— Object pointing dataset rows —
▬▬▬▬▬▬

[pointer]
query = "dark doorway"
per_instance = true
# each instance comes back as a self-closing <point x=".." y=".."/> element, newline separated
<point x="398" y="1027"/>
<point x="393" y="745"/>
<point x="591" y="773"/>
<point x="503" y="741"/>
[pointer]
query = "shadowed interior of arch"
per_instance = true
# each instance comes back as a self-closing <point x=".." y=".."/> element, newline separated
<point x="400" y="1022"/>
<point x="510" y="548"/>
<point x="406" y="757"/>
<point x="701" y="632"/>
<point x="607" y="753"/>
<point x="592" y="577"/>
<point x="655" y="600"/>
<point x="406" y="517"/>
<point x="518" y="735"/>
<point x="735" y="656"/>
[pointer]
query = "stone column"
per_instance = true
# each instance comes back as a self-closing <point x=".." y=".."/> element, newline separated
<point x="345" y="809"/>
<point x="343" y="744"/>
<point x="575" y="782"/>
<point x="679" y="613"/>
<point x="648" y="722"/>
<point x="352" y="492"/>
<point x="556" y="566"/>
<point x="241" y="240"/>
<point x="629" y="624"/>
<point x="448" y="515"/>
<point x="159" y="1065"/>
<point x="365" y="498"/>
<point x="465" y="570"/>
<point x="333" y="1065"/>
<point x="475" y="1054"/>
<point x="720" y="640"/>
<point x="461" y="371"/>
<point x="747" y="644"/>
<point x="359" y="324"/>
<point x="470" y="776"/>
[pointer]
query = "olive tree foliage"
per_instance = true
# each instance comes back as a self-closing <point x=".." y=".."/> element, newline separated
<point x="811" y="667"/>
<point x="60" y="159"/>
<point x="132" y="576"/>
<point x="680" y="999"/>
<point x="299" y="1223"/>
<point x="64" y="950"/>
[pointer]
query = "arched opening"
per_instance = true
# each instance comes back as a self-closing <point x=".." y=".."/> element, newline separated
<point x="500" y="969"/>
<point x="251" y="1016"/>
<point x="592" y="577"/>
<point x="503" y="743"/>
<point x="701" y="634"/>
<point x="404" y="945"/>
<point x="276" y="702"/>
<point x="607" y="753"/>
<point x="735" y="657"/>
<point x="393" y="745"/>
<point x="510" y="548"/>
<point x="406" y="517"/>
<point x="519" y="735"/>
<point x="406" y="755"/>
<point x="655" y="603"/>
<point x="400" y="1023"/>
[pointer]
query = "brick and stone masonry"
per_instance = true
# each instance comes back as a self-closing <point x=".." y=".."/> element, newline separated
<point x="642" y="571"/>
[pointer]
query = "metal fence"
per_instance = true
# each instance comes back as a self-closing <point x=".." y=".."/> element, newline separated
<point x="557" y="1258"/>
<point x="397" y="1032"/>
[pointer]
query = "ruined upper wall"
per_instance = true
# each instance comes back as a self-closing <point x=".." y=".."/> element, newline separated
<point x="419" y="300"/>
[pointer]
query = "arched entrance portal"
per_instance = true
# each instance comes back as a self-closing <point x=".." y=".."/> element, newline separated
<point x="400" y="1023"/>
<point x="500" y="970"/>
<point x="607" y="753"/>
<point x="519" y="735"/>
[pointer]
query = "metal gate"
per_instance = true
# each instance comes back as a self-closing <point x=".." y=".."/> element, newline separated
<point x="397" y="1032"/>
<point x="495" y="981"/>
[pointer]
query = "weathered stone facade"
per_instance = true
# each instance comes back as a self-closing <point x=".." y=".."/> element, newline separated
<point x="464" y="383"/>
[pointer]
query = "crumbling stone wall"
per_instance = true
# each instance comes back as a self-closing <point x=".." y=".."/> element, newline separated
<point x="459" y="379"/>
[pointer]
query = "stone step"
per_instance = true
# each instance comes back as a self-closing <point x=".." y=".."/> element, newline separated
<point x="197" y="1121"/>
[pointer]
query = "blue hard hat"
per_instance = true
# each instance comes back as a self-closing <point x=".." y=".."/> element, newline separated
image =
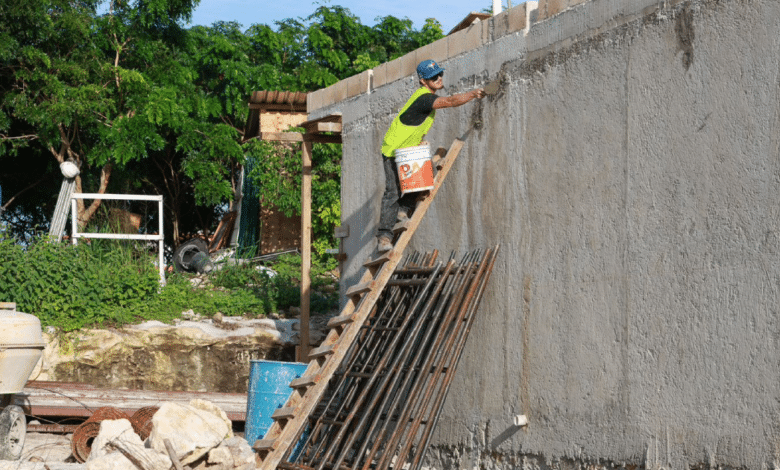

▬▬▬▬▬▬

— Problem to work on —
Select every line of the data that contains the string "stone" and copy those lines.

— Problem solution —
query = "stone column"
query = "brick and stone masonry"
query = "weathered stone facade"
query = "crumbling stone wall"
query = "stone step"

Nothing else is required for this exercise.